*Document extract*.
-- Opening Marker --
Yet Italy's Silvio Berlusconi was on hand Sunday with an Italian acrobatic jet team that blew green-smoke contrails, and many nations are represented at the deputy and assistant deputy level for Qaddafi's grand party. With an estimated 43 billion barrels of crude oil under its sands, Libya has the largest crude reserves in Africa. Some 20 multinationals have offices there – from Shell to Gazprom.

Coming in from the cold

Having scuppered his nuclear program in 2003 and renounced terrorism, Qaddafi has been gaining a kind of official acceptance in Europe – including in Italy, Britain, Spain, France, and Switzerland. In June, he was photographed at the G-8 summit in Italy amid heads of state, including President Obama.

Two years ago, French President Nicolas Sarkozy made a lightening visit to Tripoli to secure the release of five Bulgarian nurses sentenced to death for allegedly spreading AIDS. Soon thereafter, Qaddafi came to Paris, where he slept under a Bedouin tent on the grounds of Hotel Marigny off the Champs Elyees, lectured French officials on human rights, and signed the guest book at Versailles inexplicably wearing, Snoopy style, a head-enswathing Russian fur hat. The French public was furious. Qaddafi's rehab continued on Aug. 31, 2008, when Mr. Berlusconi apologized for Italy's colonial-era excesses, and agreed to pay $5 billion in compensation over 25 years, a deal that was also to stop the flow of migrants leaving Tripoli for Italy by sea.

As commercial strictures began to vanish, Libya began cutting deals far and wide. Its bank assets now run to $136 billion, and Libya is slowly shifting away from an "oil-only" economy, according to a June report by the International Monetary Fund.

Human rights concerns

"Qaddafi understands that Western governments care about foreign policy," says Karim Emile Bitar of the International Institute of Strategic Relations (IRIS) in Paris. "So when he officially renounces terrorism, he is held in higher regard. But it's a position of complete hypocrisy in the West when nothing is said about human rights, about Libya's prison. He's getting a free pass. The West lacks credibility on human rights when it says the only criteria is lining up with our foreign policy."

Soazig Dollet of the North Africa desk of Reporters Sans Frontiers (Reporters Without Borders) in Paris says that Libya is rated at the 160th position among 173 nations in its annual press freedom review. When Qaddafi came to France in 2007, a French journalist, Memona Hintermann, made public a 1984 incident in Libya when she says that Qaddafi tried to rape her after she waited an hour for an interview with him.
-- Closing Marker --
*Provided material*.
-- Opening Marker --
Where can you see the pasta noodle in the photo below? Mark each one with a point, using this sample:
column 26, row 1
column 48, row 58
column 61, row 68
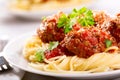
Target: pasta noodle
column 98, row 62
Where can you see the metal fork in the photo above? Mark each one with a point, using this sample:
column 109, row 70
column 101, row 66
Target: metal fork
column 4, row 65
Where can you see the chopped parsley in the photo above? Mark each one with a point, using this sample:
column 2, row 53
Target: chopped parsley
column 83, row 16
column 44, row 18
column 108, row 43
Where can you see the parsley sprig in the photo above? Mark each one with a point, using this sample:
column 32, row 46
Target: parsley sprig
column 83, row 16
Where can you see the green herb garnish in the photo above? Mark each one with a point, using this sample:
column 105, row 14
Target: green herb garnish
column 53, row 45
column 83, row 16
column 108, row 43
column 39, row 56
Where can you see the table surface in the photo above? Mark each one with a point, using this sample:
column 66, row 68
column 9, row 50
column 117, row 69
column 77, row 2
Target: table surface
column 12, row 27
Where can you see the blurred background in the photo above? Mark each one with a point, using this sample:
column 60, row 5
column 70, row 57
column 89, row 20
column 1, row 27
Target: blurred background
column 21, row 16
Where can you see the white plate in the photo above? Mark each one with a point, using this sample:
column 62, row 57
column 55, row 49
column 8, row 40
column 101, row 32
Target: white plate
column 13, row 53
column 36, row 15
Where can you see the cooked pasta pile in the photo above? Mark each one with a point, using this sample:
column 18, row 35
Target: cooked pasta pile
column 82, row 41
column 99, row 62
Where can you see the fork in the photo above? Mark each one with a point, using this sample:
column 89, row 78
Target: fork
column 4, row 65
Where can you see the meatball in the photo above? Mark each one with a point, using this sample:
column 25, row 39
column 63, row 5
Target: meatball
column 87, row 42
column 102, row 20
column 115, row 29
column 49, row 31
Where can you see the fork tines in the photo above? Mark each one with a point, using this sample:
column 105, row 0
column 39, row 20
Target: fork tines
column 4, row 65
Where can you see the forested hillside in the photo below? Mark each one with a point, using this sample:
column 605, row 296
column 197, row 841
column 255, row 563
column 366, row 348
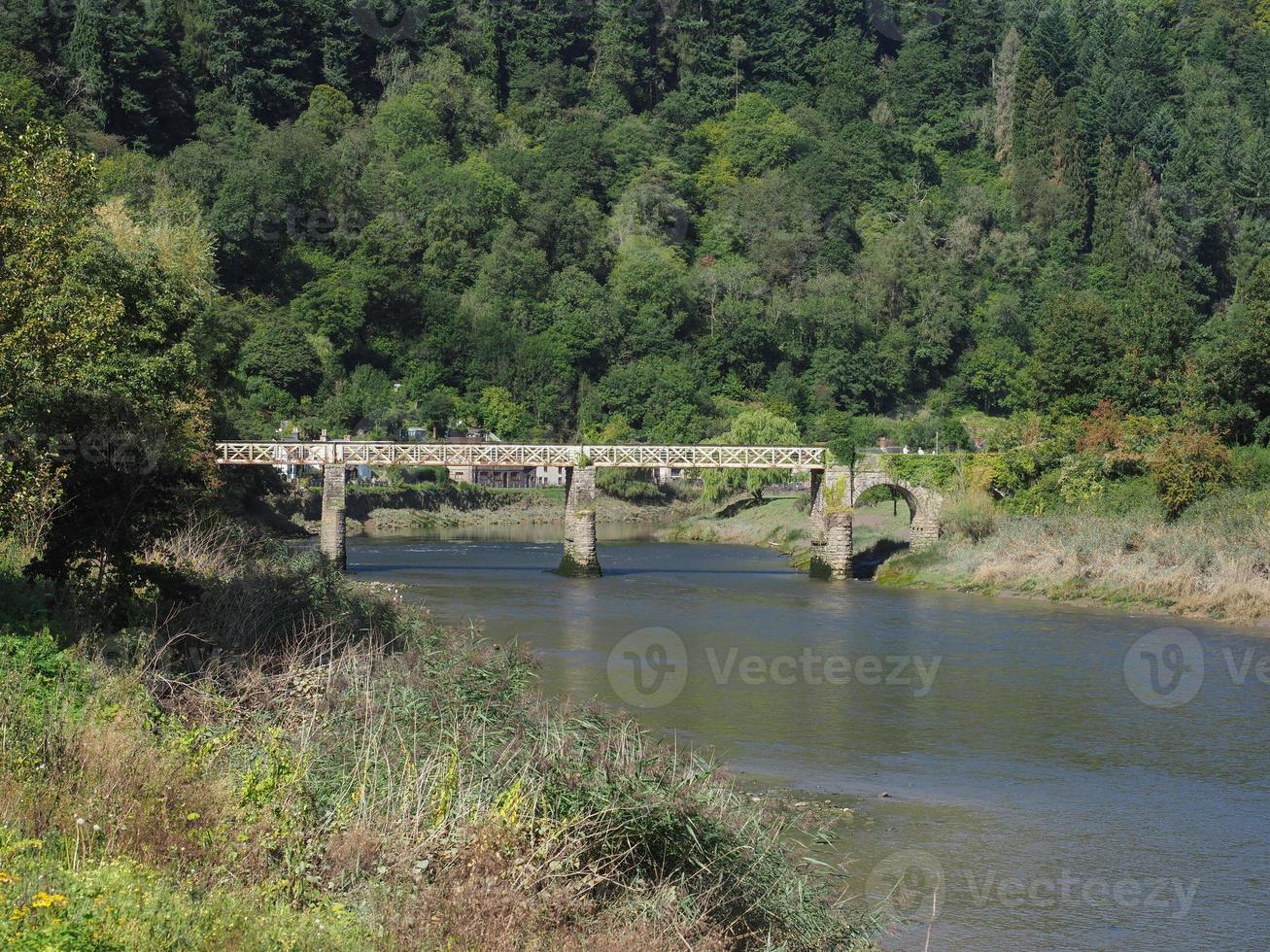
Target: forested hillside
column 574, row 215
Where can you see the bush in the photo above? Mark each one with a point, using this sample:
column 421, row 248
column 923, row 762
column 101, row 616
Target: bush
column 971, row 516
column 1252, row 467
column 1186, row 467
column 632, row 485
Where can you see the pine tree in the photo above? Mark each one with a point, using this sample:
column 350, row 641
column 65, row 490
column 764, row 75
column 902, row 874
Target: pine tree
-- Closing Marker --
*Check your understanding*.
**a)** Answer these questions using the article on Qaddafi's Libya:
(i) How many barrels of crude oil are estimated to lie under Libya's sands?
(ii) How much compensation did Berlusconi agree to pay, and over how many years?
(iii) Where does Libya rank in the Reporters Without Borders annual press freedom review?
**b)** Output the stretch of the article on Qaddafi's Libya from "Yet Italy's Silvio" through "including President Obama.", word for word.
**c)** Pick up the article on Qaddafi's Libya after its final sentence and continue it.
The records come from a different source than the article.

*Outputs for the tasks*.
**a)**
(i) An estimated 43 billion barrels.
(ii) $5 billion over 25 years.
(iii) 160th among 173 nations.

**b)**
Yet Italy's Silvio Berlusconi was on hand Sunday with an Italian acrobatic jet team that blew green-smoke contrails, and many nations are represented at the deputy and assistant deputy level for Qaddafi's grand party. With an estimated 43 billion barrels of crude oil under its sands, Libya has the largest crude reserves in Africa. Some 20 multinationals have offices there – from Shell to Gazprom.

Coming in from the cold

Having scuppered his nuclear program in 2003 and renounced terrorism, Qaddafi has been gaining a kind of official acceptance in Europe – including in Italy, Britain, Spain, France, and Switzerland. In June, he was photographed at the G-8 summit in Italy amid heads of state, including President Obama.

**c)**
Megrahi's hero's welcome could stall progress

Western powers have requirements for working with states that profess a desire to participate in the international community – and Libya has been meeting those, a diplomatic source in Europe points out. However, the hero's welcome for Mr. Megrahi, despite "extreme clarity" from the West about not celebrating his return, has put a block on that process, the source stated.

In Europe, "There are strong human rights objections in the public to the way his regime acts," says Anthony Dworkin of the European Council on Foreign Relations in London. "There's a group of security minded officials that support engagement since Qaddafi has made significant changes. And flowing into that are commercial interests. Europe has no settled views on how to balance these three."

Qaddafi was recently praised by US diplomats for efforts to end the militia wars in Darfur.

Indeed, analysts say Qaddafi aims to parlay rehabilitation into a grand strategy to unite Africa in his new role as head of the African Union (AU), a rotating position. "Tripoli wants to be a bridge for anyone who wants to work with Africa, but it has not managed that yet," says Barah Mikail of the French Institute of International Relations (IFRI) in Paris. Qaddafi recently told an AU summit he envisaged an Africa with one army, one passport, no borders, and one leader. At the AU meeting in February when he was elected president of the organization, he said his proper title should be "king of the traditional kings of Africa."